- _Supplied passage_:

........

How do you re-moralize a society?  By pursuing Truth.  Disorder in society springs from disorder in the soul. To arrest the growing lawlessness in society, one must begin with the souls of the nation’s citizens.

National reform begins with the preaching of the Word of God, and a prophet’s call to personal and national repentance, coupled with a movement of the Spirit of God. We see the living God challenging the nation of Israel to this repentance: “If my people, who are called by my name, will humble themselves and pray and seek my face and turn from their wicked ways, then will I hear from heaven and will forgive their sin and will heal their land” (2 Chronicles 7:14). Note several things here. First, if the land is to be healed, the first step is repentance. We need to be reminded about who God is – Real and Holy, and who we are – separated from God by our sin and rebellion, trying to live outside of the order that God has established.  Second, note that it is God’s people, not national government, who must repent. And third, it is God, not man, who will heal the land. The nation will be healed by God through the obedience of his people.

At the time of Wesley, the Church of England was largely part of the problem. Wesley reluctantly went outside the Church of England to spark the revival and begin the reform. Without limiting what a sovereign God may choose to do, today’s Church of England seems no more likely to be the agent of true revival that it was in Wesley’s day.

........

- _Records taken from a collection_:

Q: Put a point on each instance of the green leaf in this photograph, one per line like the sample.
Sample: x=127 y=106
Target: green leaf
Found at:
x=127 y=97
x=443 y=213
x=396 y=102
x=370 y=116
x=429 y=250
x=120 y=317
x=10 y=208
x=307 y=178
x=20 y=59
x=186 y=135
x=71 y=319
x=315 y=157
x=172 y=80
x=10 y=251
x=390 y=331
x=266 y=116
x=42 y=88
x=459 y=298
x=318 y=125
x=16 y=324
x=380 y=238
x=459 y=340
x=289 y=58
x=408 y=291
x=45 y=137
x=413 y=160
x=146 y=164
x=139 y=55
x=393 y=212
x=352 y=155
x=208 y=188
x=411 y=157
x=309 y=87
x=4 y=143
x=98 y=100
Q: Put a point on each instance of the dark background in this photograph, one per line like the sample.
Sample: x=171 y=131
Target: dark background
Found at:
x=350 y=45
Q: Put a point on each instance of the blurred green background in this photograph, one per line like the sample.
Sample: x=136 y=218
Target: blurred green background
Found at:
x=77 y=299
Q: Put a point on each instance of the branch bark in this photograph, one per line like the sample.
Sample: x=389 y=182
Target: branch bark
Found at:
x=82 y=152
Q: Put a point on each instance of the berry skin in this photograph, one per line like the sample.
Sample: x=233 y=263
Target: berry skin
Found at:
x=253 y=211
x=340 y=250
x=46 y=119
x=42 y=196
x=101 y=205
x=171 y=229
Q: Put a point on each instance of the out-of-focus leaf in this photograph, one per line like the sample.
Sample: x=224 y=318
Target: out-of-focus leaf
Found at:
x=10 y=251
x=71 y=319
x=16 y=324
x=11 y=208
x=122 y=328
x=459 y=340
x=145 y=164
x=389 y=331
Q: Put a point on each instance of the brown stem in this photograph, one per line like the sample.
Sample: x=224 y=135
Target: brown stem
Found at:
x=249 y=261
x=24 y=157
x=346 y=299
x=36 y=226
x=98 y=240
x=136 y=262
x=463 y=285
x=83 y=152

........

- _What you need to do_:
A) Using the passage on re-moralizing society, decide whether each statement agrees with it. Answer yes or no for each, and quote the words of the passage that settle it.
(i) The passage says national government is the one that must repent.
(ii) The passage says Wesley went outside the Church of England reluctantly.
(iii) The passage says man will heal the land.
B) According to the passage on re-moralizing society, why must efforts to stop growing lawlessness begin with the souls of the nation’s citizens? Answer in one to three sentences.
C) Write the next part of the passage on re-moralizing society, continuing on from its final sentence.

- _Task answers_:
A)
(i) No: "it is God’s people, not national government, who must repent."
(ii) Yes: "Wesley reluctantly went outside the Church of England to spark the revival and begin the reform."
(iii) No: "it is God, not man, who will heal the land."

B) The passage holds that disorder in society springs from disorder in the soul. So to arrest lawlessness in society, one must begin by addressing the souls of the citizens.

C)
The church must be revived and then through her obedience, society must be reformed from the inside out through an acknowledgement and application of Kingdom Culture, i.e. Truth, Beauty and Goodness. The internal world of the heart must be renovated before the external world of behavior can be reformed. Revival without reformation is sentimentalism. Reformation without revival is a humanistic effort. England witnessed such revival-reformation over 200 years ago. The Wesley revivals of 1736-1768 were followed by the profound societal transformation led by the sons and daughters of Wesley through the Clapham Sect 1790-1830. This same pattern—revival leading to reformation—must occur in the West today whether in Britain, continental Europe, or the United States.

The concept of a moral universe is the product of three monotheistic religions that trace their roots to Abraham. This may be described as “moral monotheism.” Each of these Abrahamic faiths acknowledges a transcendent God who created the universe and who has revealed himself to man. Because the God of Abraham is moral, the universe he created has a moral frame.

On the other hand, consider the natural consequences of other religious systems. The atheistic materialism of the West is a religion that begins without God, thus has no basis for morality. The same is true of polytheistic beliefs such as African tribal religions, or those religions that declare that nature is God  (e.g. neo-paganism). None of these provides a foundation for moral absolutes. Without an objective standard for right and wrong, there is no possibility for human freedom, moral responsibility or the rule of law. We see this in so-called “primitive” societies that seldom demonstrated a concern for moral absolutes, and thus rarely embraced the concept of human freedom and personal responsibility.

Judaism, Christianity, and Islam all affirm but one God who is moral, and believe in a moral order in the universe. But the way each of these faiths see obedience to the law is very different. Bill Whittle, a writer, director, photographer, video editor, blogger and the host of the video commentary Afterburner shows the distinction between Islamic, Jewish, and Christian obedience to the law .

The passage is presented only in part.